--- DATA EXTRACT Enclosed Below ---

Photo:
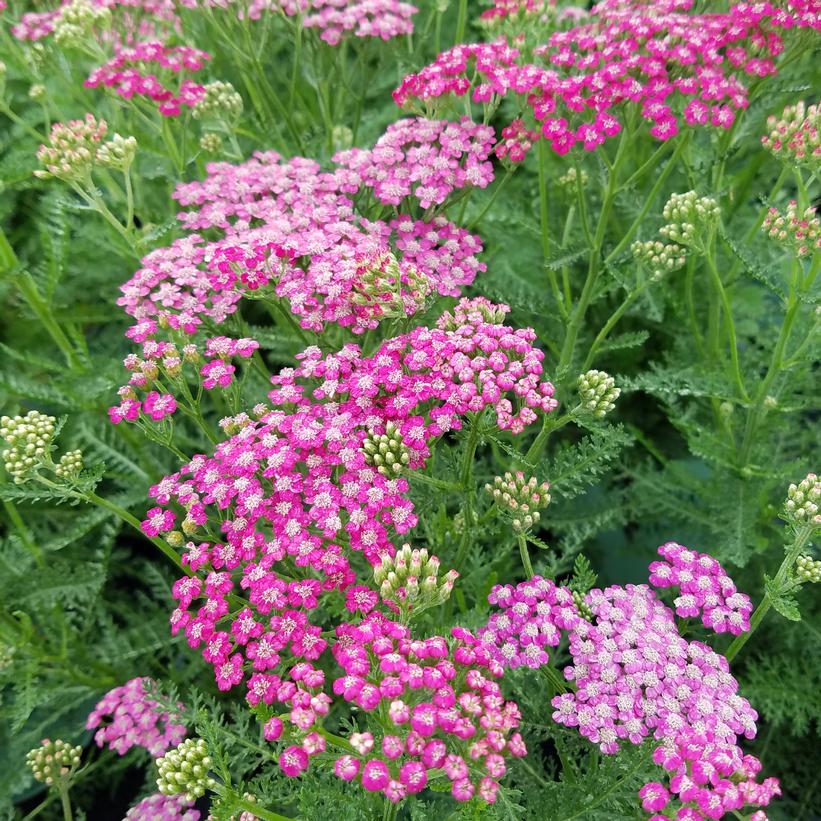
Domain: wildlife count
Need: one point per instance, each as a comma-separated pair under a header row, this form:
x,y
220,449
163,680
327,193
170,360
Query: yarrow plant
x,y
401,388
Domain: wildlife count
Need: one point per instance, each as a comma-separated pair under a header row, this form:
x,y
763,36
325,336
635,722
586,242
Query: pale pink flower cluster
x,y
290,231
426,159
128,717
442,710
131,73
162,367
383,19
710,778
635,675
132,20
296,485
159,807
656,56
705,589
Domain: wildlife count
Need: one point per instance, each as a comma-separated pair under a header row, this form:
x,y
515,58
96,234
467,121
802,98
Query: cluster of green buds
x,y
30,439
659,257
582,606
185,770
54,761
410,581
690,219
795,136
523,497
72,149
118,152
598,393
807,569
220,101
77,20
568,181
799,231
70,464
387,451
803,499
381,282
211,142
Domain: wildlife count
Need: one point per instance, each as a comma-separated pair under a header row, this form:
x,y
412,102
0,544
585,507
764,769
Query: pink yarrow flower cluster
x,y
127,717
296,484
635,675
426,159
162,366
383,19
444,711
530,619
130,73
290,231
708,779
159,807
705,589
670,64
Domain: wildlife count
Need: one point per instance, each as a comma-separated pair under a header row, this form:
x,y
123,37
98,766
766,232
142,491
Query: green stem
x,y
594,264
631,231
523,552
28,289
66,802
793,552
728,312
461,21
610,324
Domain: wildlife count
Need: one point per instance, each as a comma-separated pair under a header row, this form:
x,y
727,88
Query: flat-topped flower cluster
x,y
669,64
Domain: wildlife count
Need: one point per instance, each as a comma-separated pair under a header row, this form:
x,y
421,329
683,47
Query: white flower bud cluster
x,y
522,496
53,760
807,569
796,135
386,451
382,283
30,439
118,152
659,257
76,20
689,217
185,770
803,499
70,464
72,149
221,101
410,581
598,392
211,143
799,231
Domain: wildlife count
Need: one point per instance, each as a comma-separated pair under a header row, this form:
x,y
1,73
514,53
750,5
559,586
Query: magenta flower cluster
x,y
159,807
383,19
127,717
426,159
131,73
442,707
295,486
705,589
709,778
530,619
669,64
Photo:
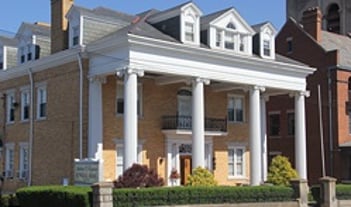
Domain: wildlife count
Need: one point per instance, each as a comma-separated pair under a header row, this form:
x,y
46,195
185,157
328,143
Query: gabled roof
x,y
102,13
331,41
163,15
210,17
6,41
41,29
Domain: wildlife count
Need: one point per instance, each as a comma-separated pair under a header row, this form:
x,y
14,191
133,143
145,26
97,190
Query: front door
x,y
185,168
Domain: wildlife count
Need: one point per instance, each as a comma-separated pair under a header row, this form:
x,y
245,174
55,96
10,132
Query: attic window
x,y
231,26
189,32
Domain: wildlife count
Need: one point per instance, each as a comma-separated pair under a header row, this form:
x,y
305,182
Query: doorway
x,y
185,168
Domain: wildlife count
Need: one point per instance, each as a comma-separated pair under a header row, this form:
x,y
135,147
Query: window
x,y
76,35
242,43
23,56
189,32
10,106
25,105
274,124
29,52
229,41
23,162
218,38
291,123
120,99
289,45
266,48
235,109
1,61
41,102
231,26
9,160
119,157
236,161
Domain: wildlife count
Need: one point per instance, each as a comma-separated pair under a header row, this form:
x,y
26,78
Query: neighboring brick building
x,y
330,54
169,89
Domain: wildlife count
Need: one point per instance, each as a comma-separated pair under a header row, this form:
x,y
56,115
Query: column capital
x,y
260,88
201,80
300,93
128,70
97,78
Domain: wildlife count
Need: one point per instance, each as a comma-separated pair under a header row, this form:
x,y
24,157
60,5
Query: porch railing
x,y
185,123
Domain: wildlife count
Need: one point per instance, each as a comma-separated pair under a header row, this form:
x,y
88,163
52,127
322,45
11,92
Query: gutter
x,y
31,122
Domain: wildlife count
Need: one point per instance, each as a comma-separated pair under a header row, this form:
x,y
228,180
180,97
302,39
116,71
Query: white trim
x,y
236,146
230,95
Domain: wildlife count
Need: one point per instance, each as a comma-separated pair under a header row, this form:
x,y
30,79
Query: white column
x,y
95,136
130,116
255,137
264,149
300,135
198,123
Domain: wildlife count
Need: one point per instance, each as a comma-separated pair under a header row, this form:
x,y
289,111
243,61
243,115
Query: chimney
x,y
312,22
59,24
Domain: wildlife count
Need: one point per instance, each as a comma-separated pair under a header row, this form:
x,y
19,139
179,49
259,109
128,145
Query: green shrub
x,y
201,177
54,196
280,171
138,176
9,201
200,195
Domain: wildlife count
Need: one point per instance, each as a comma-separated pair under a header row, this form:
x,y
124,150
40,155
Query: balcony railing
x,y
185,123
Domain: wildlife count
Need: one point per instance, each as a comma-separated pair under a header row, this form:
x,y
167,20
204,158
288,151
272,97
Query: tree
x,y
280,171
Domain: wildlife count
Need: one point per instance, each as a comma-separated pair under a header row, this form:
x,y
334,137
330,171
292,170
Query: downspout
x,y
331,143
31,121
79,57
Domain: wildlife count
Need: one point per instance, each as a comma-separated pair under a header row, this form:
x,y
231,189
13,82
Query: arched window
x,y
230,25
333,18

--- End of Enclosed DATA EXTRACT ---

WORK TO COMPLETE: Return the records verbatim, minus pictures.

SOLUTION BELOW:
Photo:
Domain: wildlife count
Need: one point per instance, each as a comma-separated pair under a header row, this form:
x,y
220,449
163,680
327,193
170,360
Query: yarrow plant
x,y
401,388
Domain: wildlife count
Need: one point per instance, each as a comma-separated pair under a header row, this form:
x,y
763,36
325,336
635,722
586,242
Query: pale pink flower cluster
x,y
290,231
426,159
128,717
442,710
131,73
162,367
383,19
710,778
635,675
132,20
296,485
159,807
656,56
705,589
Domain: wildlife count
Need: one point per instance, each as a comma-separated pair under a header row, this form:
x,y
515,58
96,234
467,121
802,98
Query: cluster of green buds
x,y
30,439
659,257
582,606
185,770
54,761
410,581
690,219
795,136
523,497
72,149
118,152
598,393
807,569
220,101
77,20
568,181
799,231
70,464
387,451
803,499
381,282
211,142
Domain: wildlife count
Need: one point per instance, each as a comma-separated pair under a header row, this form:
x,y
412,102
0,544
585,507
764,769
Query: pink yarrow flower cluster
x,y
127,717
296,484
635,675
426,159
162,366
383,19
444,711
530,619
130,73
290,231
708,779
159,807
705,589
670,64
Domain: wildlife count
Need: one point per instance, each as a comma-separated pair under a header row, this form:
x,y
123,37
98,766
766,232
142,491
Query: green stem
x,y
594,264
631,231
523,552
28,289
66,802
793,552
728,312
461,21
610,324
Domain: wildlife count
Need: one point per instance, each as a comma-separated pair under a header row, this form:
x,y
727,88
Query: flat-topped flower cluster
x,y
669,64
Domain: wildlife count
Need: one point per instance, each as a comma-separated pair under a header row, this form:
x,y
421,329
683,47
Query: white flower bud cluster
x,y
522,496
53,760
807,569
796,135
386,451
382,283
30,439
118,152
659,257
76,20
689,217
185,770
803,499
70,464
72,149
221,101
410,581
598,392
211,143
799,231
Domain: wildlife count
Need: one point per instance, each as a comma-separated pair under a header row, this form:
x,y
1,73
514,53
750,5
559,586
Query: magenta flower cluster
x,y
159,807
383,19
127,717
426,159
131,73
442,707
295,486
705,589
709,778
530,619
669,64
Photo:
Domain: wildlife count
Need: one point per instance, each as a comma-separated pair under a header row, this form:
x,y
46,195
185,157
328,143
Query: gabled roof
x,y
102,13
331,41
163,15
210,17
6,41
41,29
Domain: wildlife count
Need: one point per instance, each as a comma-separated pair under a header row, this form:
x,y
14,191
133,143
145,26
97,190
Query: front door
x,y
185,168
Domain: wildlife count
Need: one point per instance, each as a comma-separated pair under a header row, this form:
x,y
245,174
55,96
10,132
Query: attic window
x,y
231,26
189,32
Domain: wildlife count
Need: one point per instance, each as a comma-separated pair under a header row, this form:
x,y
305,182
Query: doorway
x,y
185,168
Domain: wildlife count
Need: one point per instance, each as a comma-separated pair under a header row, this form:
x,y
135,147
Query: window
x,y
76,35
242,43
23,56
189,32
10,106
25,105
274,124
29,52
229,41
23,162
218,38
291,123
120,99
289,45
266,48
235,109
1,61
41,102
231,26
9,160
119,157
236,161
Domain: wildlife count
Need: one point per instance, each as a comma-separated pair under a header row, this form:
x,y
26,78
Query: neighboring brick building
x,y
330,54
169,89
Domain: wildlife count
Need: one point per instance, each as a comma-separated pair under a header row, this form:
x,y
56,115
Query: column capital
x,y
260,88
201,80
300,93
128,70
97,78
Domain: wildlife count
Need: one point per instance, each as a comma-separated pair under a header row, this form:
x,y
24,157
60,5
Query: porch railing
x,y
185,123
Domain: wildlife count
Need: one point per instance, each as a comma-separated pair under a header row, this form:
x,y
88,163
52,127
322,45
11,92
Query: gutter
x,y
31,122
Domain: wildlife count
Need: one point per instance, each as a comma-separated pair under a header row, this form:
x,y
228,180
180,97
302,39
116,71
Query: white trim
x,y
236,146
230,95
Domain: wildlife count
Need: one point per instance, each as a comma-separated pair under a header row, this form:
x,y
30,79
Query: white column
x,y
95,136
130,116
255,137
264,149
300,135
198,123
Domain: wildlife count
Need: one point per instance, each as a comma-separated pair under a header row, this form:
x,y
289,111
243,61
243,115
Query: chimney
x,y
312,22
59,24
Domain: wildlife count
Need: one point per instance, each as a comma-separated pair under a header row, this form:
x,y
19,139
179,49
259,109
128,145
Query: green shrub
x,y
201,177
54,196
280,171
138,176
9,201
200,195
Domain: wildlife count
Need: one point per instance, each as a comma-separated pair under a header row, this form:
x,y
124,150
40,155
Query: balcony railing
x,y
185,123
Domain: wildlife count
Need: one point per instance, each as a comma-separated pair under a header row, this form:
x,y
167,20
204,158
288,151
272,97
Query: tree
x,y
280,171
Domain: wildlife count
Need: one point per instance, each as a comma-separated pair under a header row, this form:
x,y
334,137
330,171
292,170
Query: downspout
x,y
331,143
31,121
79,57
Domain: wildlife count
Need: one point per instance, each as a comma-separated pair under a header row, this form:
x,y
231,189
13,82
Query: arched window
x,y
230,25
333,18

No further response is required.